* **EXERCISE AIM**: The answer must consist of every line below that holds the word "Find".

Data extracted from a collection:
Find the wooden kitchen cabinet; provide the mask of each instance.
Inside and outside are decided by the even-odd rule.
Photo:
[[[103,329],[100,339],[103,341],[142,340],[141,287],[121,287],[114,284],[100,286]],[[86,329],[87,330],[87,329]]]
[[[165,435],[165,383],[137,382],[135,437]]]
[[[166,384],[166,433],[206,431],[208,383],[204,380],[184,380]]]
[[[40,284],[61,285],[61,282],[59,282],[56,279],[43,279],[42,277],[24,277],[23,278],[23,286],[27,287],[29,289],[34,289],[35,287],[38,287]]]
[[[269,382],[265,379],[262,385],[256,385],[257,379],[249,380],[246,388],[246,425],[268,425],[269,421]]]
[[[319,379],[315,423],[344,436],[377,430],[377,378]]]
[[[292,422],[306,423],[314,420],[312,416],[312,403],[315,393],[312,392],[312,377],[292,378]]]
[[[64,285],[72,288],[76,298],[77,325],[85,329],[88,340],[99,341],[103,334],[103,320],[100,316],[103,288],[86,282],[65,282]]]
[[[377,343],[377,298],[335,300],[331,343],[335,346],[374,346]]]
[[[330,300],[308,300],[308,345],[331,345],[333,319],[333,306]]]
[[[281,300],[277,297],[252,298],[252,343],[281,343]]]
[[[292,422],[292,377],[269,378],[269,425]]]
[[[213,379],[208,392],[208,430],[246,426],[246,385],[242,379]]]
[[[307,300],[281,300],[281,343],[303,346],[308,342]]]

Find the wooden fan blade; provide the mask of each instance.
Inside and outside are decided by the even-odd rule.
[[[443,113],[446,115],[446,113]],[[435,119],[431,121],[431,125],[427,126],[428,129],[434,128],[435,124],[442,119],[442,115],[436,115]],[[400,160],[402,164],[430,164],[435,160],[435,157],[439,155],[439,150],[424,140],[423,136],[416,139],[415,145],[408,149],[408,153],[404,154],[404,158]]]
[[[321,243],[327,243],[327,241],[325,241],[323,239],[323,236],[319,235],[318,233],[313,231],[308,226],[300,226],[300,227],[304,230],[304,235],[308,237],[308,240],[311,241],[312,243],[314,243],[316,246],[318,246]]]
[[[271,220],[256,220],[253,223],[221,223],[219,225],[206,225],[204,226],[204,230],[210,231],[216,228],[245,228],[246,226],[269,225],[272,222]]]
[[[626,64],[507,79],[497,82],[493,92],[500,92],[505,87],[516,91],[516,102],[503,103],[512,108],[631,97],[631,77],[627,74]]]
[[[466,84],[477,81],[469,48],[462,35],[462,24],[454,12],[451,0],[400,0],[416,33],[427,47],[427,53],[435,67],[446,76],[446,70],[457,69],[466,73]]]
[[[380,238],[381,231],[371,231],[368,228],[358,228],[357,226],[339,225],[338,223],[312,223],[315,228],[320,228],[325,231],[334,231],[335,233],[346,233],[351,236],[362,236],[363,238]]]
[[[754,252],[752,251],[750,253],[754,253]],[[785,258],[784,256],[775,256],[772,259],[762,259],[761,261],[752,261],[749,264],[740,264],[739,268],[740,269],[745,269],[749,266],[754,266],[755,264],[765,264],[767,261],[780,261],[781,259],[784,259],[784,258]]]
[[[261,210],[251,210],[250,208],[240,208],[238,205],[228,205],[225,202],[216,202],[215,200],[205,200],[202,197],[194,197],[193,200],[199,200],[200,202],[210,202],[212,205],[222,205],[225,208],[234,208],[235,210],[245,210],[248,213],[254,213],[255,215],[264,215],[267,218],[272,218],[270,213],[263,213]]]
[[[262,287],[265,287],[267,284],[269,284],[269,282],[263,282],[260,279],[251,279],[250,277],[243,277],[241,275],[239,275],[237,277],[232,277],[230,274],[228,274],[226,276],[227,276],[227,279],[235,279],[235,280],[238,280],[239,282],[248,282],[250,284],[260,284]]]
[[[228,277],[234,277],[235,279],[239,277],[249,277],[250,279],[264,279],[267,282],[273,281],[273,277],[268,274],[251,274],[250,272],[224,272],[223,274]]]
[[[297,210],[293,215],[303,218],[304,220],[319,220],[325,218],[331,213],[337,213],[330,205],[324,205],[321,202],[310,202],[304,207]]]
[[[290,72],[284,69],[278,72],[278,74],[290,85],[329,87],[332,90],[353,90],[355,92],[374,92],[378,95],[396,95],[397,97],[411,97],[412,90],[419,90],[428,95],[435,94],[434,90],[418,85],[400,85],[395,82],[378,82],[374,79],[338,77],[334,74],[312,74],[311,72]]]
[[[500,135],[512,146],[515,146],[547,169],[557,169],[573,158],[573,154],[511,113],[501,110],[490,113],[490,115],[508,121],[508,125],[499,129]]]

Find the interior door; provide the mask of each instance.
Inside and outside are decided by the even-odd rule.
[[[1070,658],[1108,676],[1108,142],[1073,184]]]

* **SOLUTION TO THIS TASK**:
Find the wooden kitchen cabinet; provide the mask of each instance.
Find the wooden fan blade; provide the mask of each instance.
Find the interior door; provide the mask of each instance.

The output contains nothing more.